§ **EXCERPTED TEXT**
________________

Act like you belong there.

I want to echo the previous comment. The number one thing I always did in similar circumstances was to act like I belonged where I was. When I did this it showed everyone that I was confident in my role as a teacher of young children and any reservations they may have had about me just did not fit the situation. Performing with this confidence was also a good way for me to feel positive about what I was doing. After awhile I did not have to tell myself to act with confidence because I was confident and I gained the support I needed.

I have been in ECE for 28 years and have changed jobs several time - for positive reasons. I hope you can also enjoy a long career teaching young children.

Bruce S. Sheppard, M.T.S
EI/ECSE Specialist
Oregon Department of Education

Re: Male Student Needs Help: How to Win Respect?


I am a male Elementary School Teacher in Florida. Congratulations for entering Elementary Education and thank you for trying to keep the torch lit. I will tell you, from my own experience, the process in becoming an elementary educator and the career have not been easy. You face explicit and implicit challenges from where you are now in your academics as well as beyond. I faced an uncomfortable student teaching experience just trying to make a passing grade between a dueling cooperating teacher and internship supervisor (they had issues with each other prior to me).

________________

§ **A series of records**
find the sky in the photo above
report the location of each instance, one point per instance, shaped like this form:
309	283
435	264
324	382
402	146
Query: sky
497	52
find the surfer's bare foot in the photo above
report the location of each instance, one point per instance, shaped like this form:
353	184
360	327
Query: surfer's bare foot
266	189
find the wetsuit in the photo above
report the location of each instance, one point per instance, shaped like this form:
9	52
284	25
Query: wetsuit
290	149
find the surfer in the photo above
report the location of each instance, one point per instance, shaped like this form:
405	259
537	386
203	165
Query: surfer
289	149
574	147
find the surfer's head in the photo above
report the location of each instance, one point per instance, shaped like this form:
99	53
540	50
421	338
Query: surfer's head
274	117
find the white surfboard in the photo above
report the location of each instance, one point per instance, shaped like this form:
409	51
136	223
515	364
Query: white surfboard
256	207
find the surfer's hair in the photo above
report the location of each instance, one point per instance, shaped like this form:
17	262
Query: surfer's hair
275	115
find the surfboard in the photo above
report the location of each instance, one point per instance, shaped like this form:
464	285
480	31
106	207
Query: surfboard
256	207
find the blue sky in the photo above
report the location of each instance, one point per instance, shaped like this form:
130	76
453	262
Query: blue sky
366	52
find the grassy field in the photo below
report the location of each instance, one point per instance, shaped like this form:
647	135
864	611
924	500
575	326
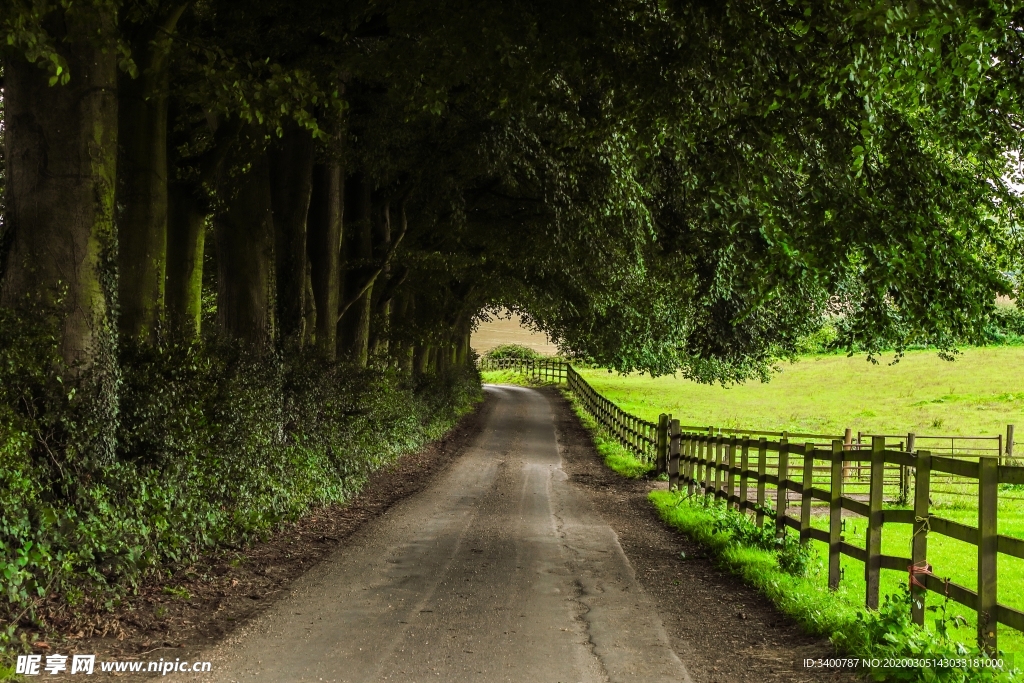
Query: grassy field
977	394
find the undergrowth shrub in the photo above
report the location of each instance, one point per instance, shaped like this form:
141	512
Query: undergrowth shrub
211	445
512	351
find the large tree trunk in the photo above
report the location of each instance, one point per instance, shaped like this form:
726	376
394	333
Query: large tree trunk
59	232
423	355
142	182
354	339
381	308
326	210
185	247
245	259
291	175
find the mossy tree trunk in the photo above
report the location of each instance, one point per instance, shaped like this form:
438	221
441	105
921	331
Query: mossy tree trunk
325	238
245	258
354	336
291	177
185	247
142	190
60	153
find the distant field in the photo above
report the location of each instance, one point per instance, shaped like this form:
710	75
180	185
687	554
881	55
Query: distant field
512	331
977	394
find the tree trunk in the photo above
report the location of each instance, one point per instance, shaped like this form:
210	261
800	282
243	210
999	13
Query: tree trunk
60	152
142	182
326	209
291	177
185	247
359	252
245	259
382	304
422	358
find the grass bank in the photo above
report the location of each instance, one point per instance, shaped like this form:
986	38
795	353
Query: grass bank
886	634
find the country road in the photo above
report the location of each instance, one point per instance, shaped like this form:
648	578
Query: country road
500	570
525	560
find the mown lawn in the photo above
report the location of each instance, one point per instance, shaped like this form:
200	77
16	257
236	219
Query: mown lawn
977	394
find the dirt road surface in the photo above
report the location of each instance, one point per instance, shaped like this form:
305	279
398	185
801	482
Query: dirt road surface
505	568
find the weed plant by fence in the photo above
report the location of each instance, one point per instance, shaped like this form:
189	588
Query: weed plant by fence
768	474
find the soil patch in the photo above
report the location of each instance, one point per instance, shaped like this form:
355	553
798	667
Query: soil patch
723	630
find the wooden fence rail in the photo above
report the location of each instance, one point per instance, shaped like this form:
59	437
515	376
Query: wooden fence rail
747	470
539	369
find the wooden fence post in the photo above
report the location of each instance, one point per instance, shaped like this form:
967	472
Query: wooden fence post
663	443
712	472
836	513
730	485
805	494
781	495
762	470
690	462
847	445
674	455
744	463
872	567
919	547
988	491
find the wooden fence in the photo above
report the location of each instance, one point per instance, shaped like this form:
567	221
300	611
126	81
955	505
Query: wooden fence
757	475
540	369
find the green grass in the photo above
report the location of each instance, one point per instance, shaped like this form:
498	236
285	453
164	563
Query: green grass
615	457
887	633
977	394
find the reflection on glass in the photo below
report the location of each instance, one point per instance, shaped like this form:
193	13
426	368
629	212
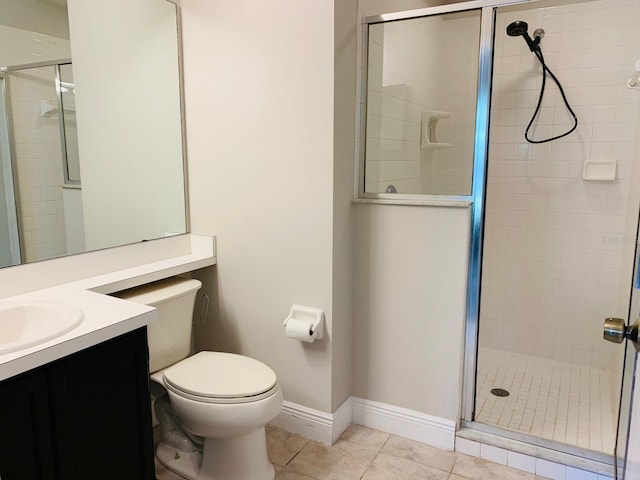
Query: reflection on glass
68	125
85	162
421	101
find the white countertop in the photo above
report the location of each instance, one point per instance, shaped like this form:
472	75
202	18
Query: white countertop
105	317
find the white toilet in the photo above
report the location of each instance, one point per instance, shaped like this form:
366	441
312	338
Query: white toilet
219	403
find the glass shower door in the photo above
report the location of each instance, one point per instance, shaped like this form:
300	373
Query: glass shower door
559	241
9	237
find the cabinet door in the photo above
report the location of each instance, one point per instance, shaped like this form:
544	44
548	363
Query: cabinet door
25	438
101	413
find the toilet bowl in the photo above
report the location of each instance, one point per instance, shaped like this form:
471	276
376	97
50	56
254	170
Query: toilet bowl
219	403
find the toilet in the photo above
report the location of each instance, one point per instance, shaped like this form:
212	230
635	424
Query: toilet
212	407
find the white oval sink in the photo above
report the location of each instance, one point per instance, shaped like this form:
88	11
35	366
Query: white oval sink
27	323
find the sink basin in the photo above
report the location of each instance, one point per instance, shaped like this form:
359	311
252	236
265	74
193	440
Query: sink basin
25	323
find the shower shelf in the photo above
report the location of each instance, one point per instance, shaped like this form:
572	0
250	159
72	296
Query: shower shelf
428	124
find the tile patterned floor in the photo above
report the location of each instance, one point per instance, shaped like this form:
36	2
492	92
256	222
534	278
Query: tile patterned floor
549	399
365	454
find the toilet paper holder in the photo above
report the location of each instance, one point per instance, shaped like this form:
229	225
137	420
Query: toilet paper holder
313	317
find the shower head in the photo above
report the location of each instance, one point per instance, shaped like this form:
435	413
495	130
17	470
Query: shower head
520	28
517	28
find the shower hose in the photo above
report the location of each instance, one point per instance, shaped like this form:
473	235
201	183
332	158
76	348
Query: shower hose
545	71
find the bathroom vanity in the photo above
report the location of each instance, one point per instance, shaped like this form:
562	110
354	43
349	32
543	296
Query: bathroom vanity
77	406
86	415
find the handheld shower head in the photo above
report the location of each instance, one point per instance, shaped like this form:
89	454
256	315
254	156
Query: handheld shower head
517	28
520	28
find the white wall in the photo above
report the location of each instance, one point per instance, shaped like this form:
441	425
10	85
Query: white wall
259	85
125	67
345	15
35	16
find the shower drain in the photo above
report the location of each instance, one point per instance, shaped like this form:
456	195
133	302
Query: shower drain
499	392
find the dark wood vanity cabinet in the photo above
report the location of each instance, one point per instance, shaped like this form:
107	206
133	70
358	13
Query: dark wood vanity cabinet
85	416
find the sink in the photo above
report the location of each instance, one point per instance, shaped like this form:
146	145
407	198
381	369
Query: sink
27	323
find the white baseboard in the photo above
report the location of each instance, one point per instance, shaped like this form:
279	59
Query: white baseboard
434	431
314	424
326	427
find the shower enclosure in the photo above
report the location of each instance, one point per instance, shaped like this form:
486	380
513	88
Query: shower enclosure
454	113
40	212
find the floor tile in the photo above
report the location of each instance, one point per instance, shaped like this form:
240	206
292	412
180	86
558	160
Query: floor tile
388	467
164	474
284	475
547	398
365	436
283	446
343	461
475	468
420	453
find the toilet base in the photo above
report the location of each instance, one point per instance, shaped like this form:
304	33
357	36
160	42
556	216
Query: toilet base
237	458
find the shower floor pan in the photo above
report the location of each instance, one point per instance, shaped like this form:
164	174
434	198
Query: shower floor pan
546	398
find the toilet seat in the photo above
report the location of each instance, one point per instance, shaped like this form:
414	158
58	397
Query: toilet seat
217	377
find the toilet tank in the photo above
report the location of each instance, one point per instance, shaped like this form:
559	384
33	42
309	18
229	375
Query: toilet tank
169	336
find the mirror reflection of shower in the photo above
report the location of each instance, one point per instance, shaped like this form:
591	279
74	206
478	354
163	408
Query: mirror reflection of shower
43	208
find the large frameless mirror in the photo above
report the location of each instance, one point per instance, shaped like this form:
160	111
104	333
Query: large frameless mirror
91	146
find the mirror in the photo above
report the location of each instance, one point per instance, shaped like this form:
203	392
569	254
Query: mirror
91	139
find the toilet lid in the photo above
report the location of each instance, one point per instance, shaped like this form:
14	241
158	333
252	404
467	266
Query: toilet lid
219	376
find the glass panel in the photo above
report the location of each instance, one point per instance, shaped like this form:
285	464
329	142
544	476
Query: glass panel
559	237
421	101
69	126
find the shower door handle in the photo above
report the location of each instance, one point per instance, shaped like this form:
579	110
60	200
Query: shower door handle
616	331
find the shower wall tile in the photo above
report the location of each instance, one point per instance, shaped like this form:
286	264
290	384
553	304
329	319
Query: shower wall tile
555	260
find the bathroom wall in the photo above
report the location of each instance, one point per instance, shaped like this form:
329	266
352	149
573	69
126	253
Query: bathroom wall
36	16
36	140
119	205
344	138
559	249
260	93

________________

§ **TASKS TO CARRY OUT**
**a.** Answer these questions from the forum excerpt on male teachers:
(i) How many years has Bruce S. Sheppard been in ECE?
(ii) In which state does the writer of the second post teach elementary school?
(iii) Between which two people did the second writer have to earn a passing grade during student teaching?
**b.** Translate this sentence from the forum excerpt on male teachers into Spanish: "I hope you can also enjoy a long career teaching young children."
**c.** Please return everything in the forum excerpt on male teachers from "I want to echo" down to "to Win Respect?", copied word for word.

§ **ANSWERS BELOW**
**a.**
(i) 28 years
(ii) Florida
(iii) A cooperating teacher and an internship supervisor

**b.** Espero que usted también pueda disfrutar de una larga carrera enseñando a niños pequeños.

**c.**
I want to echo the previous comment. The number one thing I always did in similar circumstances was to act like I belonged where I was. When I did this it showed everyone that I was confident in my role as a teacher of young children and any reservations they may have had about me just did not fit the situation. Performing with this confidence was also a good way for me to feel positive about what I was doing. After awhile I did not have to tell myself to act with confidence because I was confident and I gained the support I needed.

I have been in ECE for 28 years and have changed jobs several time - for positive reasons. I hope you can also enjoy a long career teaching young children.

Bruce S. Sheppard, M.T.S
EI/ECSE Specialist
Oregon Department of Education

Re: Male Student Needs Help: How to Win Respect?